- [Given passage]
BEGIN

Differentiation Excercise: VSA

Differentiation exercise Very short answers question 1

Answer:
The answer will be

\frac{1}{e}

Hint:
If $f (x) = \log_{e} (\log_{e} x)$ then write the value of

f^{'} (e)

Given:
$\frac{d}{d x} \log_{e} x = \frac{1}{x}$
Solution:

\begin{aligned} f (x) = \log_{e} (\log_{e} x) \\ f^{'} (x) = \frac{d}{d x} [\log_{e} (\log_{e} x)] \end{aligned}

= \frac{1}{\log_{e} x} \cdot \frac{d}{d x} \log_{e} x

\begin{aligned} f^{'} (x) = \frac{1}{\log_{e} x} \times \frac{1}{x} \\ f^{'} (e) = \frac{1}{\log_{e} e} \times \frac{1}{e} \\ f^{'} (e) = \frac{1}{e} \end{aligned}

So, the answer will be

\frac{1}{e}

Differentiation exercise Very short answers question 2

Answer:
The answer of given question is 1.
Hint:
$(f o f) (x) = f [f (x)]$
Given:
$If f (x) = x + 1 then find \frac{d}{d x} (fof) (x)$
Solution:
$\begin{aligned} f (x) = x + 1 \\ f [f (x)] = f (x + 1) \\ = x + 1 + 1 \end{aligned}$
$\begin{aligned} \frac{d}{d x} (f o f) (x) = \frac{d}{d x} (x + 2) \\ = 1 \end{aligned}$
so, the answer will be 1

Differentiation exercise Very short answers question 3

Answer:
The answer of the following will be

\frac{2}{e}

Given:

If f^{'} (1) = 2 and y = f (\log_{e} x), find \frac{d y}{d x} at x = e

Hint:

\frac{d y}{d x} = \frac{d}{d x} [f (\log_{e} x)]

Solution:

\begin{aligned} y = f (\log_{e} x) \\ \Rightarrow \frac{d y}{d x} = f^{'} (\log_{e} x) \cdot \frac{d}{d x} (\log_{e} x) \\ \Rightarrow \frac{d y}{d x} = \frac{f^{'} (\log_{e} x)}{x} \end{aligned}

\begin{aligned} \Rightarrow \frac{d y}{d x} (at x = e) = \frac{f^{'} (\log_{e} e)}{e} \\ = \frac{f^{^{'}} 1}{e} since f^{^{'}} 1 = 2 \\ = \frac{2}{e} \end{aligned}

∴So, the answer will be

\frac{2}{e}

Differentiation exercise Very short answers question 4

Answer:
The answer of the given question will be

\frac{1}{2}

.

END

- [Requests]
• a. Using the differentiation exercise, answer these questions:
(i) What answer is given for question 1?
(ii) In question 2, what function f(x) is given?
(iii) In question 3, what value of f'(1) is given?
• b. For each statement, say whether it agrees with the differentiation exercise, and quote the words that decide it.
(i) The answer to question 2 is 2.
(ii) Question 3 asks for dy/dx at x = e.
(iii) Question 1 concerns the function f(x) = log_e(log_e x).
• c. Pick up the differentiation exercise at the point where it stops, and continue it.

- [Information shown]
BEGIN

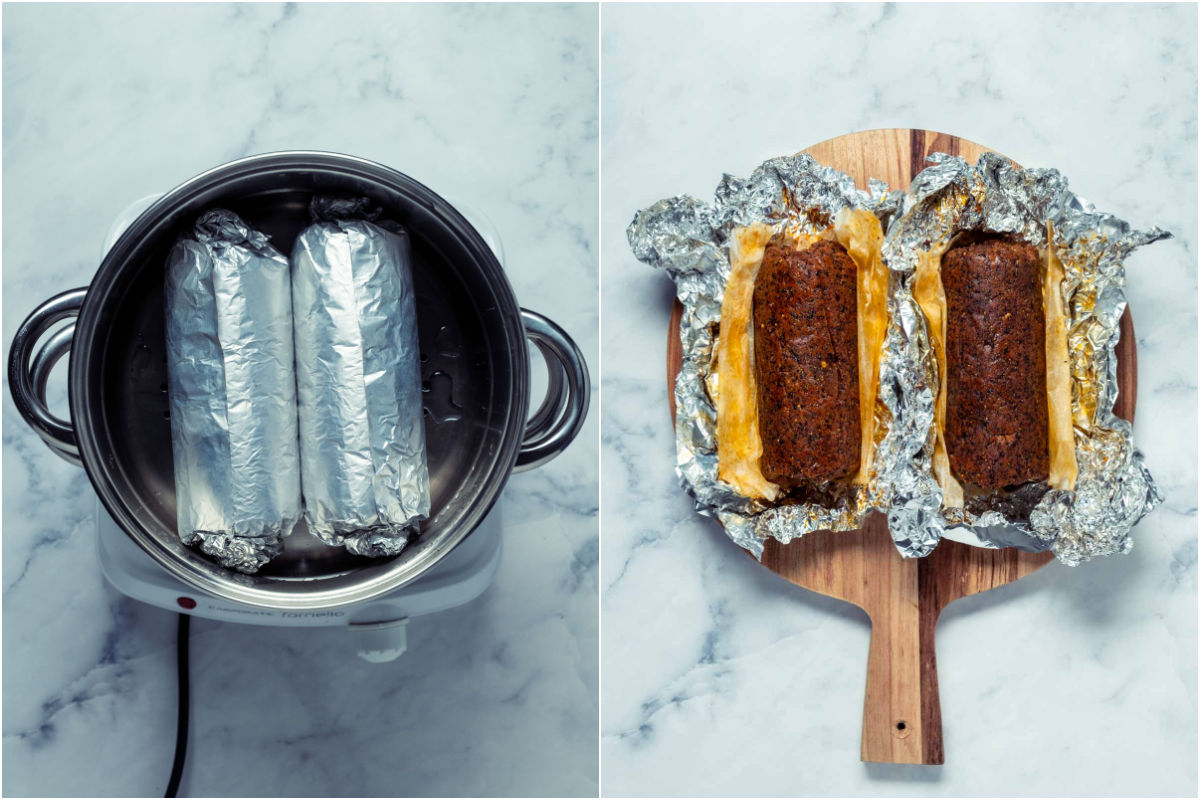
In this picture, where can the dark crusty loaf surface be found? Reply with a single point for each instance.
(996, 417)
(805, 329)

END

- [Answers below]
• a.
(i) 1/e
(ii) f(x) = x + 1
(iii) f'(1) = 2

• b.
(i) No: "The answer of given question is 1."
(ii) Yes: "find \frac{d y}{d x} at x = e"
(iii) Yes: "If $f (x) = \log_{e} (\log_{e} x)$ then write the value of"

• c.
Given:
If

f (1) = 4 and f^{'} (1) = 2

, find the value of derivative

\log [f (e^{x})]

with respect to

x

at the point

x = 0

Hint:
$\frac{d}{d x} (\log x) = \frac{1}{x} & \frac{d}{d x} (e^{x}) = e^{x} & \frac{d}{d x} [f (x)] = f^{'} (x)$
Solution:
$\begin{aligned} \frac{d u}{d x} = \frac{d}{d x} \log [f (e^{x})] \\ = \frac{1}{f (e^{x})} \cdot \frac{d}{d x} [f (e^{x})] \end{aligned}$
$\begin{aligned} = \frac{1}{f (e^{x})} \cdot f^{'} (e^{x}) \cdot \frac{d}{d x} (e^{x}) \\ \Rightarrow \frac{d u}{d x} = \frac{f^{'} (e^{x}) \cdot e^{x}}{f (e^{x})} \end{aligned}$
$\begin{aligned} \Rightarrow \frac{d u}{d x} (at x = 0) = \frac{f^{'} (e^{0}) \cdot e^{0}}{f (e^{0})} \\ = \frac{f^{'} (1) \cdot 1}{f (1)} \end{aligned}$
$\begin{aligned} = \frac{2}{4} \\ = \frac{1}{2} \end{aligned}$
∴So, the answer will be

\frac{1}{2}

Differentiation exercise Very short answers question 5

Answer:
The answer of the given question will be 2.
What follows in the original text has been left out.